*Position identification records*
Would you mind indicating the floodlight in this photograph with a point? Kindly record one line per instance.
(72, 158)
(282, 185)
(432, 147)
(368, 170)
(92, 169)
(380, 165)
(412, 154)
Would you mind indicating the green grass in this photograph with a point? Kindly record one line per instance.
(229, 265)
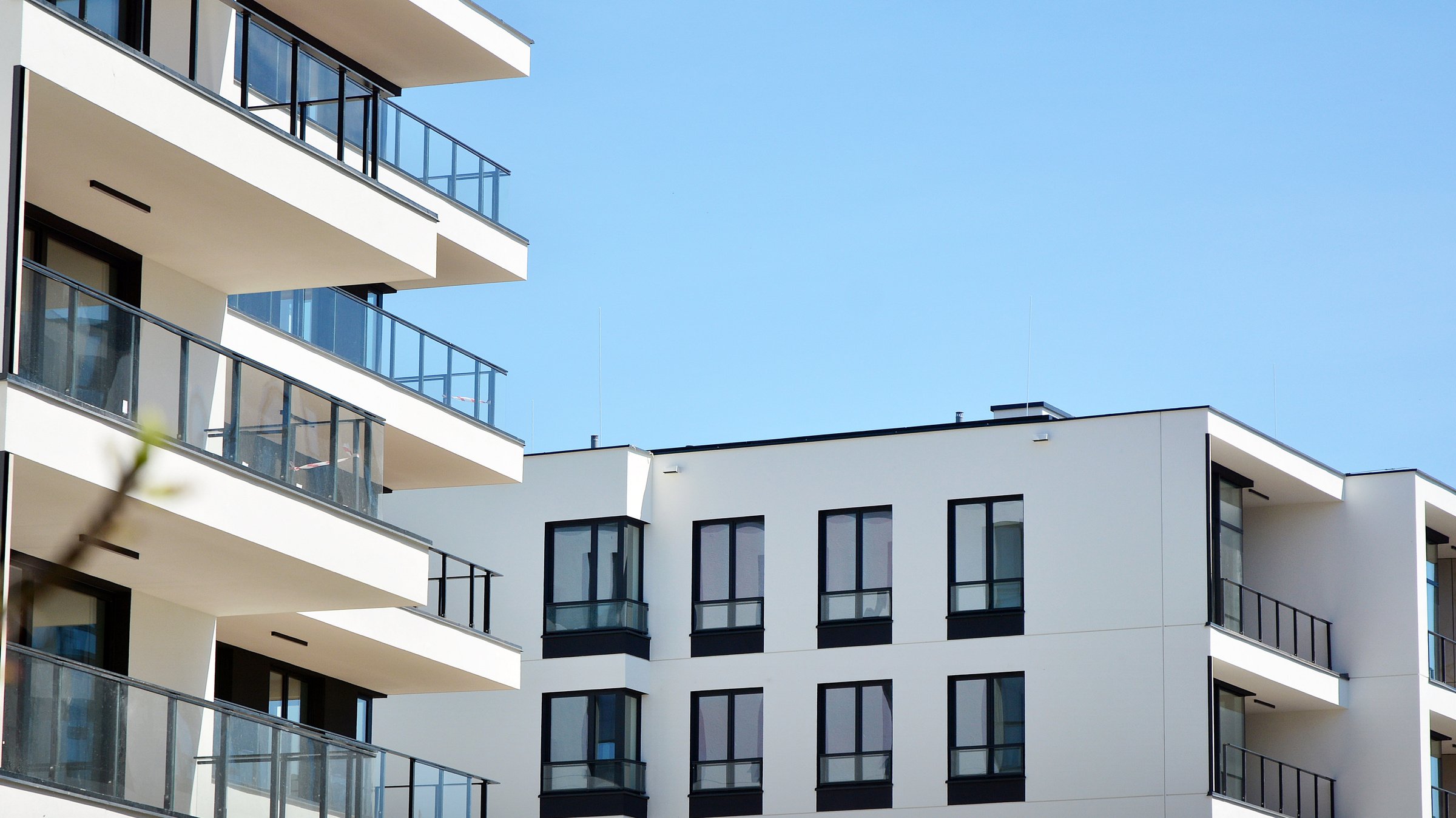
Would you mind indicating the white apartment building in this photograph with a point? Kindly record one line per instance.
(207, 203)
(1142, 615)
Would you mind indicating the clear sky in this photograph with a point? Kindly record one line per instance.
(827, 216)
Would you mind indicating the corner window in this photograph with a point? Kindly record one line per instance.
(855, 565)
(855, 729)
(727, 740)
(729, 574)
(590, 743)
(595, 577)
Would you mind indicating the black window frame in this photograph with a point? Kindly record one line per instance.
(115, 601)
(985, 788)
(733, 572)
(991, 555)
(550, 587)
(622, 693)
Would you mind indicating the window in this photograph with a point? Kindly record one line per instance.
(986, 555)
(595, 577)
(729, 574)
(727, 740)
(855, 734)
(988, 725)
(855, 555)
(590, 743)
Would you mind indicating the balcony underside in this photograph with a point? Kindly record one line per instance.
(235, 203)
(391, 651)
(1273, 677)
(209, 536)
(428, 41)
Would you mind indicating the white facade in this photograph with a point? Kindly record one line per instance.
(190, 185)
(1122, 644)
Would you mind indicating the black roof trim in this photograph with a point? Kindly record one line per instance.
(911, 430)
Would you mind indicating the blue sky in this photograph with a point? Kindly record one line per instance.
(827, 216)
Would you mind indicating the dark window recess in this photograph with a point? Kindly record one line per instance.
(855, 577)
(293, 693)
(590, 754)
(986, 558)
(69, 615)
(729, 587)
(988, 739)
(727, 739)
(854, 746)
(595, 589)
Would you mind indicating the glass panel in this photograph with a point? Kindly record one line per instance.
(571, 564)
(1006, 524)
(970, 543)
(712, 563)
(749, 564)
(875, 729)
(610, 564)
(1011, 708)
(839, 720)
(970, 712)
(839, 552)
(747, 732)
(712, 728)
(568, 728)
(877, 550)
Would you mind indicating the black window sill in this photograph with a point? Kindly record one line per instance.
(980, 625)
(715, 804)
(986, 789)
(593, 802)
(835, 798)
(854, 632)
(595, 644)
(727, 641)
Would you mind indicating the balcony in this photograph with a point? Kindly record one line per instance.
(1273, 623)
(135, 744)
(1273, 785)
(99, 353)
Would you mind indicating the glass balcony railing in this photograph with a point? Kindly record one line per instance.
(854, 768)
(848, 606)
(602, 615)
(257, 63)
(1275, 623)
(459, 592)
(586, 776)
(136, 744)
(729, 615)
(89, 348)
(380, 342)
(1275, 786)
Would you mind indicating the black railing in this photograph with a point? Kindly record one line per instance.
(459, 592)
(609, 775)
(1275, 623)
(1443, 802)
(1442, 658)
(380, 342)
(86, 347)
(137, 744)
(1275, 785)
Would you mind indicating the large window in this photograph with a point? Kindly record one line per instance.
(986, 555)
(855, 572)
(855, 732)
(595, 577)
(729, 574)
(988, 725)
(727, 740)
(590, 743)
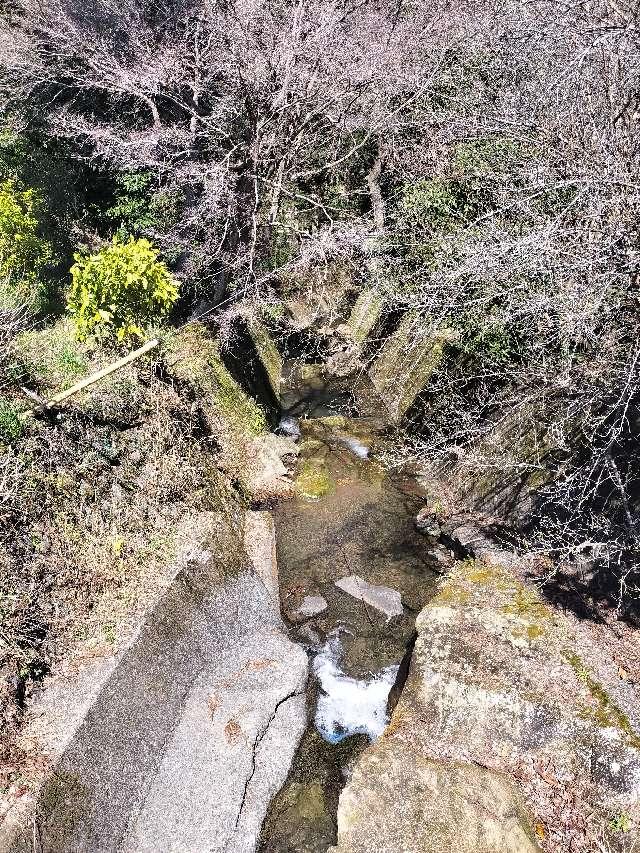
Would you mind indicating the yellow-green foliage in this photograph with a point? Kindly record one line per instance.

*Instruction*
Quote verbatim the final run of lines in the material above, from the line that contains "Would you mind indicating the black railing" through the very last line, excluding any pictures.

*Solved exercise*
Would you mind indicating the black railing in this photograph with a point? Kindly record one line per instance.
(459, 592)
(609, 775)
(1275, 623)
(1443, 802)
(1442, 658)
(380, 342)
(86, 347)
(137, 744)
(1275, 785)
Would you mind indicating the large window in this photograph with a point? Kindly record one line per instance.
(986, 555)
(855, 572)
(855, 732)
(595, 577)
(729, 574)
(988, 725)
(727, 740)
(590, 743)
Would you mind indicating the yellow-green foliage in this photograph with a point? Kindly record one line per instance.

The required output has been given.